• **Estratto selezionato**

━━━━━━━━━━━━━━━━━━━━

24 Nov Il Paesaggio mancante
Il primo solco non è solco, secondo la saggezza agricola. Possiamo imparare meglio, quindi. Grazie alla neuroplasticità che ci consente la terza educazione, dopo l’educazione spontanea delle origini e quella scolastica, per accedere a una seconda nascita, a una melodia cinetica fondata sulla responsabilità di essere umani.
Ché non è vero forse che sappiamo creare? Che quello che prima non c’era diventa possibile per noi?
A patto di imparare ad imparare. Mostriamo di non aver imparato da Covid_19. Quando si cerca nella stessa cornice dello stesso stagno, si trovano solo le cose di sempre e si insiste a restaurare l’ordine precedente. Quell’ordine si propone rassicurante, ma a guardarlo meglio è una trappola della mente. Perseverare nelle sue false rassicurazioni porterà la paura a trasformarsi in angoscia. Scopriamo così che siamo fragili e dipendenti, ma anche che il Prometeo che è in noi dovrebbe ascoltare l’Epimeteo e accogliere finalmente il limite come condizione di ogni possibilità.
L’unico paesaggio possibile per noi, da qui in poi, è il paesaggio oltre umano. Oltre ogni neo-umanesimo, dobbiamo divenire terrestri e guardarci da fuori, dismettendo uno sguardo autocentrato.

━━━━━━━━━━━━━━━━━━━━

• **Voci fornite**
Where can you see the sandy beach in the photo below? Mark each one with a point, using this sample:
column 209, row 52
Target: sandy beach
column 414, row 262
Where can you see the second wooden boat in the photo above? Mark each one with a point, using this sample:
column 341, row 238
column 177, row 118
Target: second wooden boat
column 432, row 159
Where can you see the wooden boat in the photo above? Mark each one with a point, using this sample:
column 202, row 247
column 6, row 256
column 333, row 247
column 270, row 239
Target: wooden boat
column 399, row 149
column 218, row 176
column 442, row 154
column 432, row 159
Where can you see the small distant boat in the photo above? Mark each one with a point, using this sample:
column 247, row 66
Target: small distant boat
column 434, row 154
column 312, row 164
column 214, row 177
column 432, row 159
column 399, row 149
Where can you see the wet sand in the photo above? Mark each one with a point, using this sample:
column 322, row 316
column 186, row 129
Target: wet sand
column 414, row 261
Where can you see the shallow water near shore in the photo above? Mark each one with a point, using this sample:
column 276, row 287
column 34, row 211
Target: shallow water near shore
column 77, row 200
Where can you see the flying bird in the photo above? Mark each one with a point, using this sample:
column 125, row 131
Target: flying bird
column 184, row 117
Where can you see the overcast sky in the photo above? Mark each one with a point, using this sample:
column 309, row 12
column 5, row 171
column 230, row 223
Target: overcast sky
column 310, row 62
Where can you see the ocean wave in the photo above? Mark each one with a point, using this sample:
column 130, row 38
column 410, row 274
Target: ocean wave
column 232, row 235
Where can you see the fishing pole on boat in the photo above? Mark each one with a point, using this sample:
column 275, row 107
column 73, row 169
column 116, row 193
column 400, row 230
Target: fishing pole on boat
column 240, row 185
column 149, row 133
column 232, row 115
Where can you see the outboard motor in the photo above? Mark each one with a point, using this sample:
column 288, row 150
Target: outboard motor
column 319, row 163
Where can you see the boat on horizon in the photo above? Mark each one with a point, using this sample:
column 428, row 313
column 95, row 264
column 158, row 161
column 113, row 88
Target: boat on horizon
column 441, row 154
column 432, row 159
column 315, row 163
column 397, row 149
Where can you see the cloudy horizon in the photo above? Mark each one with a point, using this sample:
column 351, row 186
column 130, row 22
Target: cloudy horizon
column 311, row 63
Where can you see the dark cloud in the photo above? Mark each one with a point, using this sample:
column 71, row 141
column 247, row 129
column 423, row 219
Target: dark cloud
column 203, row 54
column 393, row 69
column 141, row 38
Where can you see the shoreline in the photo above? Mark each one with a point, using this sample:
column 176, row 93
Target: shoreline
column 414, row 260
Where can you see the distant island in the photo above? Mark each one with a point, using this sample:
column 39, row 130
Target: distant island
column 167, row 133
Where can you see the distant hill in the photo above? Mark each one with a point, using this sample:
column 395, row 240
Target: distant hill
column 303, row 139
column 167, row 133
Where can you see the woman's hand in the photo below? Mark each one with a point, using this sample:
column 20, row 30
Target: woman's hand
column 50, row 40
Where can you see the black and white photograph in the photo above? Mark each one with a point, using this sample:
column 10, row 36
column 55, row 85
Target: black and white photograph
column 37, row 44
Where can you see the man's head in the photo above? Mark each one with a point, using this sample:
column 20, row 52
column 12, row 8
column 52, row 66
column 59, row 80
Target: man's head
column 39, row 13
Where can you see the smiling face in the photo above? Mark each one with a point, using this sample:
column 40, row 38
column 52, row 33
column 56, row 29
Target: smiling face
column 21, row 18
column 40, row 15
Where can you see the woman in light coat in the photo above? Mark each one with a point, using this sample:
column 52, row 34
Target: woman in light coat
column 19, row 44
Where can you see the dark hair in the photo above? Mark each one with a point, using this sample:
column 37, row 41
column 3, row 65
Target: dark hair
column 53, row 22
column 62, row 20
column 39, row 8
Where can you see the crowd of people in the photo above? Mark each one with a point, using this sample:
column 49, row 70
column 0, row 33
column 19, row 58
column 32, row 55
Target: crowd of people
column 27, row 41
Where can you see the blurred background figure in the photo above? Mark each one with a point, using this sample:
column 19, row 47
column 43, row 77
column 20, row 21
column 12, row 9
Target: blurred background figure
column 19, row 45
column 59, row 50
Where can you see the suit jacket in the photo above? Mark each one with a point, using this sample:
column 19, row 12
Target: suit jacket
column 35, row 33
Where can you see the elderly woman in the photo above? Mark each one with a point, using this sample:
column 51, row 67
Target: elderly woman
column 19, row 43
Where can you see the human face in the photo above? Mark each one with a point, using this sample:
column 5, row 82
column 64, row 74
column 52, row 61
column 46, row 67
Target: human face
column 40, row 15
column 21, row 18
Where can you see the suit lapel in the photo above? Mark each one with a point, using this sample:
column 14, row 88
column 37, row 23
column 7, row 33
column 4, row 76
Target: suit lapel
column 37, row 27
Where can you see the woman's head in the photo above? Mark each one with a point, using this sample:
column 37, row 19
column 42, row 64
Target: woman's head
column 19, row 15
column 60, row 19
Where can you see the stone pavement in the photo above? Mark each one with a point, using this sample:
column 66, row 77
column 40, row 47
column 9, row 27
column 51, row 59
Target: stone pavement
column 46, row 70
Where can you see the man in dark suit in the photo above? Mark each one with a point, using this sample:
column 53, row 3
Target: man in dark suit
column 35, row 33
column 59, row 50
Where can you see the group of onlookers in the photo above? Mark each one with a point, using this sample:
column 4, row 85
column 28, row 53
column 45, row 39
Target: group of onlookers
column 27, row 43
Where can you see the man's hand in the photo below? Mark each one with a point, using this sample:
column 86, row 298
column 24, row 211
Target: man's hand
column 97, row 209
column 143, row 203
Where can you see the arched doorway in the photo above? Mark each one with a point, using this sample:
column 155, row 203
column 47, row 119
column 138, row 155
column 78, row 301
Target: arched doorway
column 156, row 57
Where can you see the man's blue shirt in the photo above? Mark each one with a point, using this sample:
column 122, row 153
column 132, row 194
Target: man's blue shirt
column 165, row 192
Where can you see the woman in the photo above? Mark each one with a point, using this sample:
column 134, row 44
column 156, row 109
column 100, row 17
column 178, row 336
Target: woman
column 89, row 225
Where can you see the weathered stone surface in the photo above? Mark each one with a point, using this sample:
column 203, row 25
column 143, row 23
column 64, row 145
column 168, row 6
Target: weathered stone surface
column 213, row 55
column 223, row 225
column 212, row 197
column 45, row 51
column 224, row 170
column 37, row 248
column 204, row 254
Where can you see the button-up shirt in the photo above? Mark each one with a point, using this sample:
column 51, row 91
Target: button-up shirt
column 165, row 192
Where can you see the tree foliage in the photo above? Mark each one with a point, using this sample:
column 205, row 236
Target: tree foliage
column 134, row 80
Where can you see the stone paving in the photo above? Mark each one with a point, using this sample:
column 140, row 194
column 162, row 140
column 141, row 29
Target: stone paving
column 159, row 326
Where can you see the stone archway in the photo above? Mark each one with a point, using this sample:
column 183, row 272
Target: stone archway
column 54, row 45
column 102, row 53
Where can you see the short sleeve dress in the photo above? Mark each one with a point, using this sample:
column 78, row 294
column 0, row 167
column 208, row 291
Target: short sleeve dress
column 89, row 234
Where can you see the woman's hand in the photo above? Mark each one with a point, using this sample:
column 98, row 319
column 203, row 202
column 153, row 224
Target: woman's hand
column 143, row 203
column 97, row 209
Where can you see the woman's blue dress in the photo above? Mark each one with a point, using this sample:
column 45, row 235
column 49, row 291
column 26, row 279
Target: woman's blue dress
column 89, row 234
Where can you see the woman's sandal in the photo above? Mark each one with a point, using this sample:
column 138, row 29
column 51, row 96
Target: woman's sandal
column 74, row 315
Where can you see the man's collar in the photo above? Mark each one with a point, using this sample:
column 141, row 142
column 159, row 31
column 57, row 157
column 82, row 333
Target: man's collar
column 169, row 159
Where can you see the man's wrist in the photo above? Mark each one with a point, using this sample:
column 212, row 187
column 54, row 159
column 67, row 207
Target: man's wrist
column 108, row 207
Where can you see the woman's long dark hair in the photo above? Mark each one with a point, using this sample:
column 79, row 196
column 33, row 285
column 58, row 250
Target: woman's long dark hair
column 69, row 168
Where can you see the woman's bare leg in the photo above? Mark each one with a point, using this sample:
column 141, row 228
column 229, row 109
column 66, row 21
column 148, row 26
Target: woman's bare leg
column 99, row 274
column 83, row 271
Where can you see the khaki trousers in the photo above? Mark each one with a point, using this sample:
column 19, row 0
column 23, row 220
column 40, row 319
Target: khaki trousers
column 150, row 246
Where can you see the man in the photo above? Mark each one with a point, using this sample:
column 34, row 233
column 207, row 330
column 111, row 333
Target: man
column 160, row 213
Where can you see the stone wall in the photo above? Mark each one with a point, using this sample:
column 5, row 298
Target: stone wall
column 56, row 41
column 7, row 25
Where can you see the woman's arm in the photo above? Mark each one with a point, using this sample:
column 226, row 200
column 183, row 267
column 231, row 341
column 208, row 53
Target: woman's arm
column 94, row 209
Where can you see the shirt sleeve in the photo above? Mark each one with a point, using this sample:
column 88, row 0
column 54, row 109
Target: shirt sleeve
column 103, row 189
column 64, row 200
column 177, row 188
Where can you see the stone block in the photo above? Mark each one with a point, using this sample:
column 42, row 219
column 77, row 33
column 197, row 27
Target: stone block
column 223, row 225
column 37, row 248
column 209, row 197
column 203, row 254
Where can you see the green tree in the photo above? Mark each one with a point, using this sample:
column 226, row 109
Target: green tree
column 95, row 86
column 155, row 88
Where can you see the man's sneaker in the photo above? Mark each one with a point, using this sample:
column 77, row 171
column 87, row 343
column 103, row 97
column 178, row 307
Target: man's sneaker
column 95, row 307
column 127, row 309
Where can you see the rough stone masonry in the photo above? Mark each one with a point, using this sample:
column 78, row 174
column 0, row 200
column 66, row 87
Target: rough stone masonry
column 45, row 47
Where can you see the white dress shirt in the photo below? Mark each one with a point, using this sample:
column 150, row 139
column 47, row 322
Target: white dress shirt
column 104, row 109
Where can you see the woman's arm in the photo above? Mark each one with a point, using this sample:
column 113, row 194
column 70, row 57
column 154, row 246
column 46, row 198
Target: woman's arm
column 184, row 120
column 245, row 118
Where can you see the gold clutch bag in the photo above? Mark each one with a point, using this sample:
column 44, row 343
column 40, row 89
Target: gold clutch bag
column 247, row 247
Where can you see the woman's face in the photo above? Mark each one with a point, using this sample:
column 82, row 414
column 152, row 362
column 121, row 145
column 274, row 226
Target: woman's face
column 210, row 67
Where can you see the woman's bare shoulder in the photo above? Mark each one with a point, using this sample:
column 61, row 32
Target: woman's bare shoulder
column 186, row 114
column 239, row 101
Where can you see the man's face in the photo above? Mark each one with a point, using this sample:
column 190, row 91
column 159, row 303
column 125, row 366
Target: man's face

━━━━━━━━━━━━━━━━━━━━

• **Obiettivo del compito**
Per favore, trasforma in un elenco puntato il paragrafo dell'estratto che inizia con «A patto di imparare ad imparare», mantenendone i fatti principali.

• **Problema risolto**
- Possiamo creare solo a patto di imparare ad imparare.
- Mostriamo di non aver imparato da Covid_19.
- Chi cerca nella stessa cornice dello stesso stagno trova solo le cose di sempre e insiste a restaurare l'ordine precedente.
- Quell'ordine sembra rassicurante, ma è una trappola della mente.
- Perseverare nelle sue false rassicurazioni trasformerà la paura in angoscia.
- Scopriamo così di essere fragili e dipendenti.
- Il Prometeo che è in noi dovrebbe ascoltare l'Epimeteo e accogliere il limite come condizione di ogni possibilità.